The writing, themes apart, is just really bloody good: punchy, angry, evocative and with a great line in dark, deadpan, sarcastic humour. I would also argue it has a strong case for the best opening line in London at the moment: "A lot of crazy shit happens on the nightbus". I was pretty much sold by that sentence.

Kene the performer is as sensational as Kene the writer. The energy - physical, mental and creative - he brings to the performance is incredible. He's exactly the sort of quadruple threat that this utterly unique show demands: he's a great actor, has an amazing singing voice (that falsetto though!), can rap with a Jay Z-esque swagger and has the physicality to successfully extricate himself into a wetsuit at speed and out of an inflated then deflated balloon. No, really. I could watch him for days. 

A word of praise too for the design of this production which is, there's no other word for it, sexy. Sexy as hell. The brutalist vision of London it conjures up (via, essentially, one wall and one screen) is stunning and Jackie Shemesh's lighting design is just amazing. The use of shadows is incredible. I would very much like my life to be lit like this. Daniel Denton's video design is also great, effectively used and weirdly beautiful. Omar Elarian;s direction feels basically non-existent and really lets the piece breathe, which is what something like this desperately needs to work. 

Misty is yet another fearless commission from The Bush which has totally paid off and Arinzé Kene is an absolute superstar. I may not have found Misty a comfortable watch, but then that's the whole point. To quote my absolute favourite line from the whole piece: "If audiences don't want to be challenged they shouldn't come to the theatre." Long may the Bush, and Kene, keep challenging.

Misty plays at The Bush Theatre until 21st April.

My seat was C10, front and (slightly off) centre. I attended press night and my ticket was kindly provided by The Bush. It would normally cost £20. 

Wednesday, 21 March 2018

Theatre Review: The Inheritance

Here’s a phrase I don’t use lightly: I’ve seen a new work that’s the best piece of writing I’ve ever seen.



Matthew Lopez’s The Inheritance, currently playing at the Young Vic, is that work. And, really, ohmigod it’s a thing of utter beauty. There will be no pussyfooting around in this post: The Inheritance is an astonishing piece, one of the best things I’ve ever seen. Across two parts - seven hours! - the writing is incredible, the acting is incredible, the production is incredible. Do yourself a favour: stop reading this post right now, go and buy tickets, and then maybe come back and finish the post if you fancy.

EXERCISE SET
1. In the theatre review, who is credited with the lighting design for Misty?
2. List each ability that the theatre review names as part of Kene's "quadruple threat."

EXCERPTED DATA
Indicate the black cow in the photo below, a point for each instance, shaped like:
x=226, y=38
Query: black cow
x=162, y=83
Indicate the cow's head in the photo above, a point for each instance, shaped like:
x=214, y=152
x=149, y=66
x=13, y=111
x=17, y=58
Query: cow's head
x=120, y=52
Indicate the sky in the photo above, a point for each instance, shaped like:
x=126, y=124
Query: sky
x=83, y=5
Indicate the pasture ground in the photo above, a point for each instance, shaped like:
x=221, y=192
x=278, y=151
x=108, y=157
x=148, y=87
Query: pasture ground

ANSWER SET
1. Jackie Shemesh

2.
- Acting: he is a great actor.
- Singing: he has an amazing singing voice, including a falsetto.
- Rapping: he raps with a Jay Z-esque swagger.
- Physicality: he gets into a wetsuit at speed and out of an inflated then deflated balloon.